:: PROVIDED DATA

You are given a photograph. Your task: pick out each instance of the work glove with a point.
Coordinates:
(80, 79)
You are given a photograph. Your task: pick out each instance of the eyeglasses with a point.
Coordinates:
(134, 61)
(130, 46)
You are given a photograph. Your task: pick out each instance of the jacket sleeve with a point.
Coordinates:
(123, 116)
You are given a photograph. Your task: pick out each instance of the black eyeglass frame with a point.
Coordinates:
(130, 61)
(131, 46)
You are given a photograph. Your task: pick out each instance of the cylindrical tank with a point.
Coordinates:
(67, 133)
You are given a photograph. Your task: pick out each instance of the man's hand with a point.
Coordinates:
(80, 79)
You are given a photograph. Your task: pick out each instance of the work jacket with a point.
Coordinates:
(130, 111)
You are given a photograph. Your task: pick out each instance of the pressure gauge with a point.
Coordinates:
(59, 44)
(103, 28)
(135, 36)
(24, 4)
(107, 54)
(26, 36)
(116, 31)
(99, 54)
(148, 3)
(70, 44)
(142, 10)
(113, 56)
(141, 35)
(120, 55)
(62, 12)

::::
:: PROVIDED DATA

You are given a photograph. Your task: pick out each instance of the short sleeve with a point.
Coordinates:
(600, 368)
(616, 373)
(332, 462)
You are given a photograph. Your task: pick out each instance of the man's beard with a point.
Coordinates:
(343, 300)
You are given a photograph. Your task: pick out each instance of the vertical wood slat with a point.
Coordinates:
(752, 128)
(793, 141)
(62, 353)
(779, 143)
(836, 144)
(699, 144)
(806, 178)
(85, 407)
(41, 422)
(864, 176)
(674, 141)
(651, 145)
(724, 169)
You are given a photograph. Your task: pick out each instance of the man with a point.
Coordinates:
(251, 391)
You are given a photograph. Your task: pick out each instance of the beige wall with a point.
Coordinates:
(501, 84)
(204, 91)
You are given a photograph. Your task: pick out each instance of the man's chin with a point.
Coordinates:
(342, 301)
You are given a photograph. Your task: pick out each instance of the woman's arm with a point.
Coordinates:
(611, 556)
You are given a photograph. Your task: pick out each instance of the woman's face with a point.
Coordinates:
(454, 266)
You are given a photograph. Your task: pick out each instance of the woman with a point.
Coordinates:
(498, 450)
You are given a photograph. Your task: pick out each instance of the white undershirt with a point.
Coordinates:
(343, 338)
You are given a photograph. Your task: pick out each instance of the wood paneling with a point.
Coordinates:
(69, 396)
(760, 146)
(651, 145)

::::

● WORK TO BE COMPLETED: Give the count of lines in the records above that hold the string "woman", and only that count.

● WRITTEN SOLUTION: 3